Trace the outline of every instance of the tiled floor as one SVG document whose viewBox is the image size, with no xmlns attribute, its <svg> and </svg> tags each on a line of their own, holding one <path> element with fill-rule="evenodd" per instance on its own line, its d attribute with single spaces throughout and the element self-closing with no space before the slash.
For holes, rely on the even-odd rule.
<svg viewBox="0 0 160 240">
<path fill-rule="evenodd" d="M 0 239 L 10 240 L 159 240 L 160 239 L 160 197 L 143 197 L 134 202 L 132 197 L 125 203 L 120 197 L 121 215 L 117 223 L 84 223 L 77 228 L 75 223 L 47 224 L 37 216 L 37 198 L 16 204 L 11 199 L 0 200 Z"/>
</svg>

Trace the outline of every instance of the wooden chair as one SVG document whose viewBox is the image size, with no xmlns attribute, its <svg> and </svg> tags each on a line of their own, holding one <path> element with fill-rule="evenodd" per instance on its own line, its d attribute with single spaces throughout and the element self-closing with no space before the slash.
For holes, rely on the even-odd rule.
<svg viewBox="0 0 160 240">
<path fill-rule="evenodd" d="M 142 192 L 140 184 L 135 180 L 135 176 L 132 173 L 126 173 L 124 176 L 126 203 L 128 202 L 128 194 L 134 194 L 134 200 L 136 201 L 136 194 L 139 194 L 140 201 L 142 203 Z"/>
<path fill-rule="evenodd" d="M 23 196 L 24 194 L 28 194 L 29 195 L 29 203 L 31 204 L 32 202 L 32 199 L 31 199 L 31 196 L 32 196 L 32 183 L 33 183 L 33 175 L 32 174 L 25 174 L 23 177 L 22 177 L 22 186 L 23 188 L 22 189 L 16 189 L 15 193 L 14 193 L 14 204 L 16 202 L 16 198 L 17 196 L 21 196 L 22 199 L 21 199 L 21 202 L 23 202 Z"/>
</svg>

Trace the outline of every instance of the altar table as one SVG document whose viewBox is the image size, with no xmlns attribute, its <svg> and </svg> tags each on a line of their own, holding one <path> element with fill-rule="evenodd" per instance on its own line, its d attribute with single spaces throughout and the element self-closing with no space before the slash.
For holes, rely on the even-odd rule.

################

_ASSIGNED TASK:_ Give back, verbatim, the lines from the top of the entries above through the line containing "Trace the outline of every instance of the wooden".

_EXERCISE RESPONSE:_
Trace the outline of every instance of the tiled floor as one SVG document whose viewBox is the image size, with no xmlns attribute, its <svg> and </svg> tags each on a line of their own, holding one <path> element with fill-rule="evenodd" per instance on its own line, its d attribute with single spaces throughout and the element self-closing with no space before the slash.
For holes, rely on the even-odd rule.
<svg viewBox="0 0 160 240">
<path fill-rule="evenodd" d="M 0 239 L 10 240 L 159 240 L 160 239 L 160 197 L 143 197 L 134 202 L 132 197 L 125 203 L 120 197 L 121 215 L 117 223 L 84 223 L 77 228 L 75 223 L 47 224 L 37 216 L 37 198 L 16 204 L 11 199 L 0 200 Z"/>
</svg>

Trace the outline of every instance of the wooden chair as one SVG document whose viewBox is the image size, with no xmlns attribute, its <svg> and </svg> tags each on a line of their own, holding one <path> element with fill-rule="evenodd" per instance on its own line, its d attribute with single spaces throughout and the element self-closing with no space before the slash.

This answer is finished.